* [Actions to take]
A) Reproduce word for word the stretch of the crate-feeding thread that opens with the words containing "## FlyingQuizini (Oct" and closes with "random and fun.".
B) Decide whether each statement agrees with the crate-feeding thread, answering yes or no and quoting the words that settle it. (i) Moxie was fed separately once Jack Jack began stealing her food. (ii) RummysMum's household gives water in the crate. (iii) FlyingQuizini suggests counting to ten before letting the dog out.

* [Passage]
::::::::::
# Feeding in Crate?



## missmarstar (Jul 22, 2007)

Definitely will give her a great positive association with her crate!


----------



## AcesWild (Nov 29, 2008)

Moxie became possessive of her crate and this was not good. So she was not fed in her crate until we got Jack Jack and then he started stealing her food, so she was fed separately.


----------



## FlyingQuizini (Oct 24, 2006)

Yes, feeding in the crate is a good idea -- it's a great way to create a pos. association with the crate. You can also practice little sessions where you toss in a treat, she goes in and eats it and comes right back out. Sometimes she goes in, eats the treat, you close the door, count to five and let her out. Make it random and fun.


----------



## AcesWild (Nov 29, 2008)

I must add about Moxie that she was also a shelterdog for 2 years and then in forster care for 5 so that PROBABLY had something to do with her feeding in crate issues. I want it to deter you.


----------



## RummysMum (Jan 9, 2009)

I'm in the other camp - we do not feed or give water in the crate. We give his food at appropriate times in his water/food spot. We do however give him treats and peanut flavor filled kongs in his crate. His crate is his bed, not a place to eat or drink. I've also heard of possession issues with crate feeding, hence us option treats and kongs only.


----------



## AcesWild (Nov 29, 2008)

Add a don't somewhere in that last sentance so it makes sense....i r in callage srsly.


----------



## tippykayak (Oct 27, 2008)
::::::::::
[Records from a point labeling set]
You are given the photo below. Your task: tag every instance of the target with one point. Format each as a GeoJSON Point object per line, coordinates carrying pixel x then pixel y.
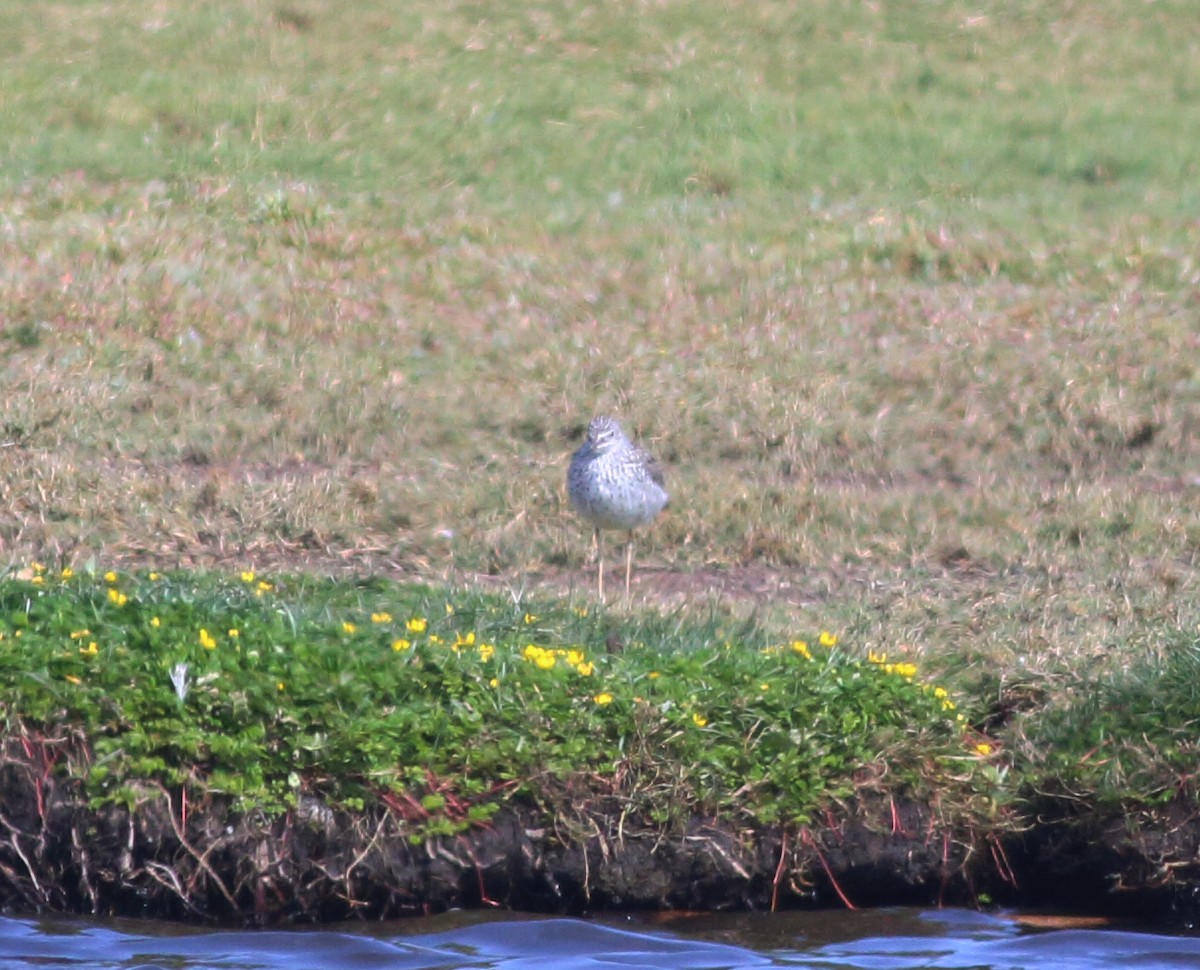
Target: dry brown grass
{"type": "Point", "coordinates": [946, 415]}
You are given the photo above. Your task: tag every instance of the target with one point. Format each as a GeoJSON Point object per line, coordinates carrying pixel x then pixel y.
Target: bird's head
{"type": "Point", "coordinates": [604, 433]}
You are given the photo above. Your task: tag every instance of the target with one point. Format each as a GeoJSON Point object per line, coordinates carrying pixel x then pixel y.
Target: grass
{"type": "Point", "coordinates": [445, 705]}
{"type": "Point", "coordinates": [901, 297]}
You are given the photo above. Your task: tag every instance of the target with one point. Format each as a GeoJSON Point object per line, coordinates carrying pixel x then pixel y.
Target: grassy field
{"type": "Point", "coordinates": [903, 295]}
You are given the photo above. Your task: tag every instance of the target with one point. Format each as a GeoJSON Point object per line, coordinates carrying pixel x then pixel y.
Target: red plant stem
{"type": "Point", "coordinates": [809, 840]}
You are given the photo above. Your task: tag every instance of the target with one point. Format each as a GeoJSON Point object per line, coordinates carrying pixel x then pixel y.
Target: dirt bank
{"type": "Point", "coordinates": [202, 862]}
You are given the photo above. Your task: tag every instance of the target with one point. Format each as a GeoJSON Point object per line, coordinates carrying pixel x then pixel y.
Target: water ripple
{"type": "Point", "coordinates": [886, 940]}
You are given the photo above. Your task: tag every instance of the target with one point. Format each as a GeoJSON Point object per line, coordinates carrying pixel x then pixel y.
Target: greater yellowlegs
{"type": "Point", "coordinates": [615, 484]}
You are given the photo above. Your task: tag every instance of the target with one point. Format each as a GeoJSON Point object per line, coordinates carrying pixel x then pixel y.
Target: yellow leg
::::::::::
* [Responses for each task]
A)
## FlyingQuizini (Oct 24, 2006)

Yes, feeding in the crate is a good idea -- it's a great way to create a pos. association with the crate. You can also practice little sessions where you toss in a treat, she goes in and eats it and comes right back out. Sometimes she goes in, eats the treat, you close the door, count to five and let her out. Make it random and fun.

B)
(i) Yes: "then he started stealing her food, so she was fed separately."
(ii) No: "we do not feed or give water in the crate."
(iii) No: "count to five and let her out."